— START Passage to read —

More than other times of the year, fraud and security are on the minds of both consumers and the entities involved with settling the transactions, including retailers, banks and payment processors. Payment data, such as credit card or debit card numbers, can be stolen in large quantities and monetized quickly and profitably. This is primarily why financial and personal data remain a prime target for hackers. While there are existing security best practices and safeguards to protect consumers from fraud, it takes both the consumers and the settlement entities to work together to successfully reduce payment fraud.

Here are some tips for consumers on how to keep your data safe in the era of cyber shopping. Some additional tips for both in-person and online shopping experiences:

For in-person shopping, use your smart payment cards, also known as chip-and-PIN cards. These cards have been proven to reduce counterfeiting. The chip embedded in the card makes the transaction more secure by encrypting information when completing a transaction at a chip-enabled payment terminal. It has been available in most of the rest of the world and is now (finally!) available in the U.S.
When shopping online, look for reputable payment processing partners like PayPal, Authorize.Net, and for SSL certificates like Verisign, or accredited by the Better Business Bureau. Whenever you enter payment information online, there should be a lock symbol by the browser’s URL.
If you are a first-time buyer on an online store and you are not sure whether they have solid security practices, make your purchase as a guest instead of creating an account if there’s an option. This way, your personal and payment data will not be stored.
Another way to assess whether the online store has sound security practices is to see whether it has published security and privacy policies on the website. A reputable online merchant will communicate such policies publicly. It’s a good way to learn more about the company.
Keep good records – always check purchases against credit card or bank statements. Report discrepancies immediately to your bank. If you use credit cards, your liability is limited. In some cases, banks will refund the entire purchase.
As the consumers’ partners-in-anti-crime, the retailers, banks and payment processors are the other side of the coin in fighting fraud. Here are some best practices for IT departments to secure their apps and consumer data against fraud:
  • For retailers, when completing a transaction, use payment terminals from reputable vendors that are secure and support end-to-end (or point-to-point) encryption, including Ingenico, Vantiv and Heartland. End-to-end encryption means payment data is encrypted immediately when you enter your card number, and that the data remains encrypted as it is transmitted to the processing system. Other acceptable data anonymizing methods include masking and tokenization.
  • Don’t keep the data in your payment terminals or on mobile devices that accept credit cards via a dongle, or in any of the apps in your data centers if you can help it. Transmit the payment data directly to the bank or global payment processor to settle the charge. But if you have to store personal or payment data in your IT system, make sure that data is encrypted, masked or tokenized, and that the application is segmented from other applications.

— END Passage to read —
— START Extracted data —

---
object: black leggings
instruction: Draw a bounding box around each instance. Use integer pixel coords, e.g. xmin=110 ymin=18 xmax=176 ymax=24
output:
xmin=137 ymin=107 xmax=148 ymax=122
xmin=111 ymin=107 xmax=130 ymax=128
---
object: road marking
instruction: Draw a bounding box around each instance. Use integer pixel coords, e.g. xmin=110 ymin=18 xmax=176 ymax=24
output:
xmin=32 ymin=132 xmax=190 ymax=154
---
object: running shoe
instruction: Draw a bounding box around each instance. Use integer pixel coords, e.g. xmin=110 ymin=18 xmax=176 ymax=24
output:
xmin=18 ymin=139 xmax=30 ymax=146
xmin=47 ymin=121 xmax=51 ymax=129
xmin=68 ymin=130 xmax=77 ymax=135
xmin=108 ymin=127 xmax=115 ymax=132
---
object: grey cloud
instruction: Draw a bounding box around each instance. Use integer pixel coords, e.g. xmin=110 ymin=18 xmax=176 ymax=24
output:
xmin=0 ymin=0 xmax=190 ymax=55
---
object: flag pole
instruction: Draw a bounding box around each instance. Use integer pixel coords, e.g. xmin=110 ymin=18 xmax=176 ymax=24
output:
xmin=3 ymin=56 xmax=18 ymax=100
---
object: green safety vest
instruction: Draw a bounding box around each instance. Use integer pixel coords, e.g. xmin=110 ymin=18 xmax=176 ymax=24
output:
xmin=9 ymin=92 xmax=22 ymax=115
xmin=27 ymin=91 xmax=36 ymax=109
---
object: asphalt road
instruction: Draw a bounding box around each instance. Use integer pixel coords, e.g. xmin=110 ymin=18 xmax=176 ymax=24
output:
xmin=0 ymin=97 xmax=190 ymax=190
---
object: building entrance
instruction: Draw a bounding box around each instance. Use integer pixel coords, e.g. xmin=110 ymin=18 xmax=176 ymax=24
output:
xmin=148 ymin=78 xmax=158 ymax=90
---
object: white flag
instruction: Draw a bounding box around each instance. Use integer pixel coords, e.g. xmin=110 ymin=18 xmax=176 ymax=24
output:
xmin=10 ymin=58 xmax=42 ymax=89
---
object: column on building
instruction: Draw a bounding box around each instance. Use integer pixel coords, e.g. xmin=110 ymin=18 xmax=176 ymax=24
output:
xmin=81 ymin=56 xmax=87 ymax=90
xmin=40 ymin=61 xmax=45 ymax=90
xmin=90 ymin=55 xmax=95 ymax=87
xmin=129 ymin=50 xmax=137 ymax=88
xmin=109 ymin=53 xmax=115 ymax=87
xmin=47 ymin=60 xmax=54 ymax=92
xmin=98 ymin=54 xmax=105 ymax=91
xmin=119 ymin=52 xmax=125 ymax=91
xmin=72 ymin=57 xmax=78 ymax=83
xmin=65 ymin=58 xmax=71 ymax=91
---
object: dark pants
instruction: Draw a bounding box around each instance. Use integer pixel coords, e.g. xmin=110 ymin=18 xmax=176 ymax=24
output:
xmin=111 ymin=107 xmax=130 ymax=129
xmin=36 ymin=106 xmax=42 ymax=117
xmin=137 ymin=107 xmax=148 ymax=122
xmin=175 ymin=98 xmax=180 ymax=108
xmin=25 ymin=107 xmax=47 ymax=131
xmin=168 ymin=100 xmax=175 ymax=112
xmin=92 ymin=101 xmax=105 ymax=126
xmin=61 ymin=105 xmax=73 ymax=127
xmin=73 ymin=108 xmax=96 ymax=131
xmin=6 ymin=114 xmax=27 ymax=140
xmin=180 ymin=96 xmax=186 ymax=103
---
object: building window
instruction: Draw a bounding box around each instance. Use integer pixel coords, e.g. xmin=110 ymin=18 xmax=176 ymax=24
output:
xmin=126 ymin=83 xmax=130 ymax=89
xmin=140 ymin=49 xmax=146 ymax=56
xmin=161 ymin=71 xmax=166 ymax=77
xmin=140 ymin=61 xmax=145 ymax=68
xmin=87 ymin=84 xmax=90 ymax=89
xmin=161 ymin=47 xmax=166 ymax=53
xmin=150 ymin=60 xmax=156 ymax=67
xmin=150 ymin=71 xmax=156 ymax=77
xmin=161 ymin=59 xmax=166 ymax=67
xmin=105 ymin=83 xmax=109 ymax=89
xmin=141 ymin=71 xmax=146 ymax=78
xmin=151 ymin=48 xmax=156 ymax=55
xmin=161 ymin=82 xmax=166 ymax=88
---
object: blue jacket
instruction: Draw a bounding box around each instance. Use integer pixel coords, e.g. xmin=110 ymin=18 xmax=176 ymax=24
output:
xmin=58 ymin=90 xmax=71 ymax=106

— END Extracted data —

§ **Written task**
In the text on payment fraud, what does checking out as a guest at an unfamiliar online store accomplish?

§ **Response to the task**
Your personal and payment data will not be stored.